§ **TASK TO COMPLETE**:
Only the lines from the one containing "Might I trouble you for the coordinates of the side" through the end of the data below should be copied, each exactly as written and with both ends kept.

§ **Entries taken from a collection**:
+ + + +

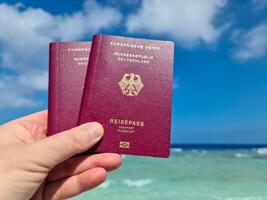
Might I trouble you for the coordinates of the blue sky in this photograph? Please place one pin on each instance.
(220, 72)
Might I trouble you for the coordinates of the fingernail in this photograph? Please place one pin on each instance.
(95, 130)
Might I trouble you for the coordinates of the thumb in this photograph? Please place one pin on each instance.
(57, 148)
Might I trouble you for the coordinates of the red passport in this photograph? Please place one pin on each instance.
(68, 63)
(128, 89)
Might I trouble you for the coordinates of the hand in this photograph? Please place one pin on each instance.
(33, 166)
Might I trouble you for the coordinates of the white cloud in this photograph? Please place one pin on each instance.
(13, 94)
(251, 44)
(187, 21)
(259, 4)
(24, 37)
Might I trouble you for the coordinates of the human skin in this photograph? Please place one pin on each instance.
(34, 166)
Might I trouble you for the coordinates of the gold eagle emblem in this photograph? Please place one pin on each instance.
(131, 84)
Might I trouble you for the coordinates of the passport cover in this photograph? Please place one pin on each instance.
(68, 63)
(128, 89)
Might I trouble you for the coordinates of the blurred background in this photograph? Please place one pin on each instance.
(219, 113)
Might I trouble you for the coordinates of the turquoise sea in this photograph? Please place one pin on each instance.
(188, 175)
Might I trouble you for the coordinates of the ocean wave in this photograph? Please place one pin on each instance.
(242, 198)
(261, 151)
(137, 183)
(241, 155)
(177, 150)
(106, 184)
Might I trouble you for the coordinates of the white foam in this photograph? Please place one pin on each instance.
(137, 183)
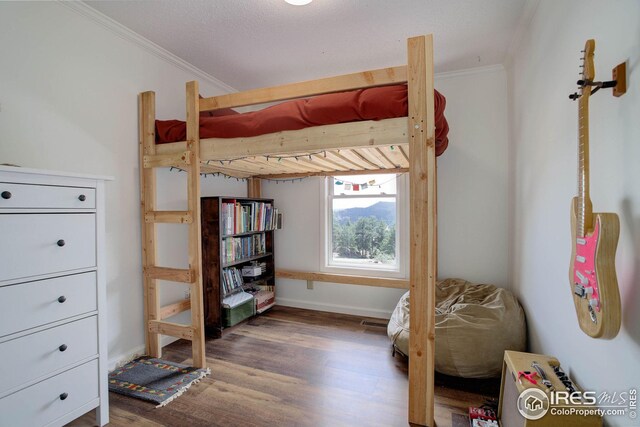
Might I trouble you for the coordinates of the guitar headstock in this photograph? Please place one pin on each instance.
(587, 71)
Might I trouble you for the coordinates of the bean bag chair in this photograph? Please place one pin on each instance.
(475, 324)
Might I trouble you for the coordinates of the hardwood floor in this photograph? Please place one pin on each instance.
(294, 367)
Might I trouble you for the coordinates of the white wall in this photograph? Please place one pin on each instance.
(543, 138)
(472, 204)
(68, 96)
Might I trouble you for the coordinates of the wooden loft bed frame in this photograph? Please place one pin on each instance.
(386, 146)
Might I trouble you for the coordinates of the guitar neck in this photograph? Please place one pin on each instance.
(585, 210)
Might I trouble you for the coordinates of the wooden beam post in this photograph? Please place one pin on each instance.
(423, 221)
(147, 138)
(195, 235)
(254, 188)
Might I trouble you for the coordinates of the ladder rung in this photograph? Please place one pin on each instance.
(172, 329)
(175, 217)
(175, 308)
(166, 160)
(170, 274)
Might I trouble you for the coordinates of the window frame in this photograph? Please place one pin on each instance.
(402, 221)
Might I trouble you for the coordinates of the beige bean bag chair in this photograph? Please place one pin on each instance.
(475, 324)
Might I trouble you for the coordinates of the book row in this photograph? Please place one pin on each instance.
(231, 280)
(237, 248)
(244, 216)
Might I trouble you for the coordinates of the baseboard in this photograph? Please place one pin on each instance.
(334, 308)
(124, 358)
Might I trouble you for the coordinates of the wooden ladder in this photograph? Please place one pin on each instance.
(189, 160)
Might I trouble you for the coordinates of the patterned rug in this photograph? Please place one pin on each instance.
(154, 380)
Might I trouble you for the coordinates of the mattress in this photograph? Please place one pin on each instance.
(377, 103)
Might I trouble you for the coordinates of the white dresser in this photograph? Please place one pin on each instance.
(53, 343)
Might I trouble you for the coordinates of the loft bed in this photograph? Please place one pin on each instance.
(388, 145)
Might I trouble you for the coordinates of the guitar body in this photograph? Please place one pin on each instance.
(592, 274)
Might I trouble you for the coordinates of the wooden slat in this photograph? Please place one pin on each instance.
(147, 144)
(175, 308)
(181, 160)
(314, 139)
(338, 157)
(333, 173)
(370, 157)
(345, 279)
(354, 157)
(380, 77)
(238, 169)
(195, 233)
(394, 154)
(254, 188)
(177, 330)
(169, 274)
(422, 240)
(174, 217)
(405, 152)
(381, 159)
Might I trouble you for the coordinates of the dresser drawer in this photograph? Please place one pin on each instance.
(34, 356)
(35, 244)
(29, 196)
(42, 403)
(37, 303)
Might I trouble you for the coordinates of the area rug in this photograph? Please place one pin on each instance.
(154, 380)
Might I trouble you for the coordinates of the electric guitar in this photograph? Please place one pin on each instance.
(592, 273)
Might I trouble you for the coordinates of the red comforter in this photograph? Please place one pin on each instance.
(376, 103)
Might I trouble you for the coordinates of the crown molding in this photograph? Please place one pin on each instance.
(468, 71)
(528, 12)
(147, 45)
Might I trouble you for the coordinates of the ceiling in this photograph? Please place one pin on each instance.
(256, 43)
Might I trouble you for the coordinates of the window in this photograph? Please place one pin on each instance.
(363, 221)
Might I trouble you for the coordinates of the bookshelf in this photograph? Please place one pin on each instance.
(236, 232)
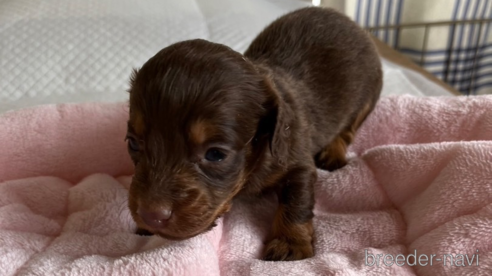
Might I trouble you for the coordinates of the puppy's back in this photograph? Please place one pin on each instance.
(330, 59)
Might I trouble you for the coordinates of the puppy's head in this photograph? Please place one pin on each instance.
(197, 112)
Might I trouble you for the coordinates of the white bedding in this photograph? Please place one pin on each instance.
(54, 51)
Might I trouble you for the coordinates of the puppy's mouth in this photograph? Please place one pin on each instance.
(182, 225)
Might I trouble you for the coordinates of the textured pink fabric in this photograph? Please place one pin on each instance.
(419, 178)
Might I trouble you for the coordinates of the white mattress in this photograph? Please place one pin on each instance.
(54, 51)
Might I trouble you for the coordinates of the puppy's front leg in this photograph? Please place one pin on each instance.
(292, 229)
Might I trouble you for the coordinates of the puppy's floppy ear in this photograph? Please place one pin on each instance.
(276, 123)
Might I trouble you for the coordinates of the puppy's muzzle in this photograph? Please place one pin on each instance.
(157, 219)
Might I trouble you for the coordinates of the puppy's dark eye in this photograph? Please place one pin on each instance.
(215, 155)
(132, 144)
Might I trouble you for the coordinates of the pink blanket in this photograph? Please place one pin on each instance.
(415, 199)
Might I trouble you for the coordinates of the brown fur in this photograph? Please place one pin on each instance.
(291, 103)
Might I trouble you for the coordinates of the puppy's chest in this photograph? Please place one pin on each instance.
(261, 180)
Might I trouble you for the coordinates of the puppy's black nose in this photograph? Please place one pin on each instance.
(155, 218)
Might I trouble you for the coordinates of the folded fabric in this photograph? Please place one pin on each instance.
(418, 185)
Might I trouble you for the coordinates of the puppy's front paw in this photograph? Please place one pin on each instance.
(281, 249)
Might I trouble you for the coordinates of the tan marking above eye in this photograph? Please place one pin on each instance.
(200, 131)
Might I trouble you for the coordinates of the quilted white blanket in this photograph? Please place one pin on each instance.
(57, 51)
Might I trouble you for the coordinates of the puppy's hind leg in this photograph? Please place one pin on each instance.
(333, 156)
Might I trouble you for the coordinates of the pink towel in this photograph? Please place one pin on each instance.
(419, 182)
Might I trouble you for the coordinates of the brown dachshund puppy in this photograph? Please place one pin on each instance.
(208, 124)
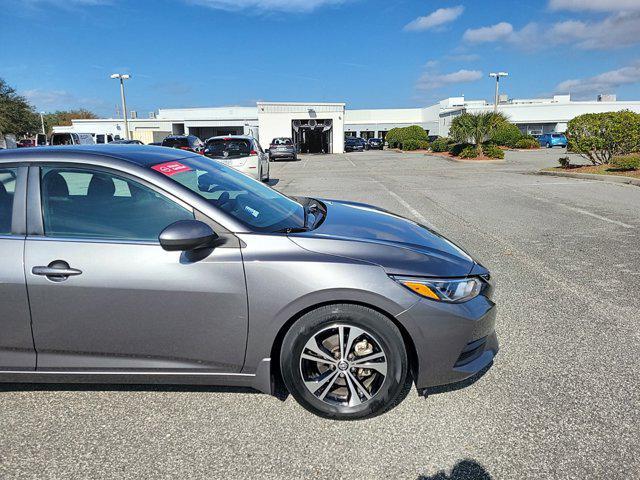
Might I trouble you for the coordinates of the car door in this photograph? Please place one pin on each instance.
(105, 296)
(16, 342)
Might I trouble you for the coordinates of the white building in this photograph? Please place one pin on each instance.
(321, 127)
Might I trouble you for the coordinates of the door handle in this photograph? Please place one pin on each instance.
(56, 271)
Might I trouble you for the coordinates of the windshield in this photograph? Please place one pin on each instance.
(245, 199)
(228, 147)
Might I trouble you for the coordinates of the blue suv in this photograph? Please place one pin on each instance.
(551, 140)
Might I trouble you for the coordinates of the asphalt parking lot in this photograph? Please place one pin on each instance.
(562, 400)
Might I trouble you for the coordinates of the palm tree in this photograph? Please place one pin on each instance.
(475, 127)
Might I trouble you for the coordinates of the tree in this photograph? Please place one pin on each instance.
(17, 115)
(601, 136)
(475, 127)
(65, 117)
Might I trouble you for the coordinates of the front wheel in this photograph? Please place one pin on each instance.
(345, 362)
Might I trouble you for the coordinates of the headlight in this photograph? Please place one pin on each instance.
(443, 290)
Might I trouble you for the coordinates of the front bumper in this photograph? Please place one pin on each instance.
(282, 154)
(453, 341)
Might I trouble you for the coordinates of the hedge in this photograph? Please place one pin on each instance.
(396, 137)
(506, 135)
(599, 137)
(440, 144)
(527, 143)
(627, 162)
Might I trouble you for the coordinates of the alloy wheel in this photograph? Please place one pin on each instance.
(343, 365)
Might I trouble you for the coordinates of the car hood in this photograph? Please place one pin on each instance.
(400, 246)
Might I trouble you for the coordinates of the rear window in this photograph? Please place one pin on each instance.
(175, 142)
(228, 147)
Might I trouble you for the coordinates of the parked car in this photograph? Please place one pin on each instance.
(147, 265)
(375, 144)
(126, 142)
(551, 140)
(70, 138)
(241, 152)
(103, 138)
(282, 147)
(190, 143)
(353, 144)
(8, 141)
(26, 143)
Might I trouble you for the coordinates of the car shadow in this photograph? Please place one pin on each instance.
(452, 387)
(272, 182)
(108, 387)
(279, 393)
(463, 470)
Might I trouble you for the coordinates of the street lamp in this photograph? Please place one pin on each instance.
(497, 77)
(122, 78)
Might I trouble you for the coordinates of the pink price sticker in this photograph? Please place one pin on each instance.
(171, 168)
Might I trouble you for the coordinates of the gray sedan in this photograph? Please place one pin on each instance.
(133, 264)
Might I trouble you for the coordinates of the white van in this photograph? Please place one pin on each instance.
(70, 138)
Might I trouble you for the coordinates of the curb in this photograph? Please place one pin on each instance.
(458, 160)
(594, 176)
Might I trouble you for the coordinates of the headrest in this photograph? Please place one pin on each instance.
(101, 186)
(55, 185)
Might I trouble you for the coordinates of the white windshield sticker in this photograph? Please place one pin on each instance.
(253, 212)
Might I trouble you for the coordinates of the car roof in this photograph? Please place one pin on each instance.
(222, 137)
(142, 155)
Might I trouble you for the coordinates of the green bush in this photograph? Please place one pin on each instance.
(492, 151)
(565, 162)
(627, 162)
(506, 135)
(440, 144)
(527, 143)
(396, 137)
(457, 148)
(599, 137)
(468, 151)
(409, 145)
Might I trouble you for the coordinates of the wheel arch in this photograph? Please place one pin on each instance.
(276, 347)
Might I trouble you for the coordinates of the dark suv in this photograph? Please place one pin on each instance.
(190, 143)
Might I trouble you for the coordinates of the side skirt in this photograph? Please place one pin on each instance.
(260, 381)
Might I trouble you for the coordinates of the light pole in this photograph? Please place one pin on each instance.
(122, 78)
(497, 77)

+ + + +

§ **PROBLEM SOLUTION**:
Might I trouble you for the coordinates of the side skirt in this photograph? Please place one pin on each instance.
(260, 381)
Might I trouble you for the coordinates of the light pole in this photograph? Please place one pin on each instance.
(122, 78)
(497, 77)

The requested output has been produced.